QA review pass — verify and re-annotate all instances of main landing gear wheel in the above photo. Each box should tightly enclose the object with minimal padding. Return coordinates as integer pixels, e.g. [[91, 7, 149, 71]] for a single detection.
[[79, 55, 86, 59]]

==

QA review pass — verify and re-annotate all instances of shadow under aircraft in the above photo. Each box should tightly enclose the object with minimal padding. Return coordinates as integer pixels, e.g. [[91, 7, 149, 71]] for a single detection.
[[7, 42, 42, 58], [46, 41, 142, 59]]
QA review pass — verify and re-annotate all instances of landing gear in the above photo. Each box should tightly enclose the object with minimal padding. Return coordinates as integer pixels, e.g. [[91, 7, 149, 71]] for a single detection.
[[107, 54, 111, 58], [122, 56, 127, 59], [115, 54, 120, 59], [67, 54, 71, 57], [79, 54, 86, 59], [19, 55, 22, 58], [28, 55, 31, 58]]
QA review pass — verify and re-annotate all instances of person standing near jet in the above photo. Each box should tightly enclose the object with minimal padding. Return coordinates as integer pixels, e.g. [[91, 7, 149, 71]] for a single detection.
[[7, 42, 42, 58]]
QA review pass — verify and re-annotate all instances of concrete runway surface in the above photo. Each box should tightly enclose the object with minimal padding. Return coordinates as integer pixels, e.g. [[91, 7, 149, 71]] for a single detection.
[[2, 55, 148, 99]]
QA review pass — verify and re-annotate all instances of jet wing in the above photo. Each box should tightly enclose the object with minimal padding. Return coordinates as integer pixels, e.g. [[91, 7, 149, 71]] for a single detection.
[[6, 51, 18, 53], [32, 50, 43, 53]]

* **Required task**
Reproduce the listing above, beginning at the line containing "instances of concrete" and continuing through the line containing "[[6, 51, 18, 53], [32, 50, 43, 53]]". Replace "runway" with "tarmac" and leave everything else unchanged.

* **Response for this exercise**
QA review pass — verify and re-annotate all instances of concrete tarmac surface in the above photo. Each box should tightly enclose the object with minimal padding. Return coordinates as integer pixels, e.g. [[91, 7, 149, 71]] for a single detection.
[[2, 55, 148, 99]]
QA review pass — verify and re-annotate all instances of jet wing in the above photo. Each box should tightly enclose the object with minimal padding. Return coordinates as integer pixels, e.g. [[91, 7, 149, 71]] for a single detection.
[[6, 51, 18, 53], [32, 50, 43, 53]]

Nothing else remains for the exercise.